Point-per-instance localization data
>>>>

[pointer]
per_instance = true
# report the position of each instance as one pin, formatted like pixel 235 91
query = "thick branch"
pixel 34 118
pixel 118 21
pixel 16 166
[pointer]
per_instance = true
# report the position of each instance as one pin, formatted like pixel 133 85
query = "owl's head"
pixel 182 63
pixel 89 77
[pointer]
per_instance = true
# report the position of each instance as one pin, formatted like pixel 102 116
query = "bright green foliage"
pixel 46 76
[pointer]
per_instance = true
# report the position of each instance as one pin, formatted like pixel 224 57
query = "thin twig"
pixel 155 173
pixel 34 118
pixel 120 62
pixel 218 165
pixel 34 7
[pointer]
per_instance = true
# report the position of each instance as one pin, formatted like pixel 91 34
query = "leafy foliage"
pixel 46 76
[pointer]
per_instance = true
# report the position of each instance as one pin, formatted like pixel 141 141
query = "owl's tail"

<<<<

Action item
Copy out exactly the lines that run from the one holding "pixel 91 34" through the end of the data above.

Exercise answer
# report the position of each instance as one pin, formatted like pixel 91 34
query = "leafy foliage"
pixel 46 76
[pointer]
per_instance = true
# report the position of each instance as one pin, formatted like pixel 141 141
query = "owl's tail"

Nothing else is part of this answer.